• **Work instructions**
A) In the description of the sheet feeding apparatus, what determines the line of action of the urging spring 26?
B) Continue the description of the sheet feeding apparatus from where it stops.

• **Page**
══════════
FIG. 8 is a longitudinal sectional view showing a state in which an amount of stacked sheets in the sheet feeding apparatus according to the embodiment of the present invention is small or there are no stacked sheets. FIG. 9 is a longitudinal sectional view showing a state in which the amount of stacked sheets in the sheet feeding apparatus shown in FIG. 8 is large. With reference to FIGS. 8 and 9, a constitution and operation of the sheet feeding apparatus 10 according to this embodiment will be described. The axis of the driving shaft 27 coincides with a rotation (swing) center of the swing arm 22. Between the hook portion 25c provided to the supporting member 63 and the hook portion 22e provided to the swing arm 22, the urging spring 26 is stretched. A line of action of the urging spring 26 is determined by positions of the hook portion 25c and the hook portion 22e and a rotation position of the swing arm 22.
When there are no stacked sheets or the amount of the stacked sheets is small, as shown in FIG. 8, the swing arm type sheet feeding means 20 including the swing arm 22 and the driving force transmitting mechanism is lowered by its own weight to a position at which the sheet feeding roller 21 contacts or comes near to the stacking surface 24. On the other hand, when the amount of the stacked sheets is large, as shown in FIG. 9, the sheet feeding roller 21 is raised by the set sheets, so that the position of the sheet feeding means 20 is raised to a position at which the sheet feeding means 20 is rotationally moved from the position shown in FIG. 8 about a supporting shaft thereof in a counterclockwise direction indicated by an arrow. Further, a moment by self-weight of the sheet feeding means 20 acts about the supporting shaft in a clockwise direction so that the sheet feeding roller 21 is pressed against the stacked sheets.
══════════
• **Provided material**

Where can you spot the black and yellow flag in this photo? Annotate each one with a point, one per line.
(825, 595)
══════════
• **Set of answers**
A) The positions of the hook portion 25c and the hook portion 22e and the rotation position of the swing arm 22 determine it.

B)
In the case where there is no sheet or a small amount of sheets in the sheet stacking portion 1, as shown in FIG. 8, a spring force F1 of the urging spring 26 acts downwardly with respect to the rotation center of the swing arm 22 (toward the stacked sheets), so that a moment in the counterclockwise direction indicated by the arrow acts on the swing arm 22. For this reason, a moment in a direction of canceling a contact force by self-weight of the swing arm type sheet feeding means 20 is generated. As a result, when the sheets are inserted into the sheet stacking portion 11, it is possible to raise the swing arm 22 via the sheet feeding roller 21 by a relatively small force, so that the sheet feeding roller 21 can be easily moved upwardly. Therefore, it is possible to improve operativity during the setting of the sheets.
That is, according to this embodiment, it is possible to easily and smoothly set the sheets with respect to the sheet stacking portion 11 without using a means such as a swing arm raising mechanism for releasing the pressing force of the sheet feeding roller 21.
In the case of a large amount of the sheets S stacked at the sheet stacking portion 11, as shown in FIG. 9, a spring force F2 of the urging spring 26 acts upwardly with respect to the rotation center of the swing arm 22 (in a direction of being moved apart from the stacked sheets S), so that a moment in the clockwise direction indicated by the arrow acts on the swing arm 22. For this reason, in addition to the contact force by self-weight of the swing arm type sheet feeding means 20, a force of pressing the sheet feeding roller 21 against the sheets S is caused to act by the moment of the urging spring 26. That is, in the case of the large sheet stacking amount, a contact force between the sheet feeding roller 21 and the sheets S is increased by the action of the sheet pressing force by the urging spring 26 in addition to the pressing force by self-weight of the swing arm type sheet feeding means 20.
In a conventional swing arm type sheet feeding mechanism, a sheet feeding force by rotation of the sheet feeding roller 21 is decreased with an increasing amount of stacked sheets. For this reason, in the case of a large number of the stacked sheets, it was difficult to obtain a desired sheet feeding force in some cases. On the other hand, according to this embodiment, when the sheet stacking amount is large, it is possible to cause the pressing force by the moment of the urging spring 26 to act on the sheets in addition to the pressing force by the self-weight moment of the sheet feeding means 20. For this reason, even in the case where the sheet stacking amount is large, it is possible to generate a sufficient and stable sheet feeding force, so that a good sheet feeding performance can be maintained.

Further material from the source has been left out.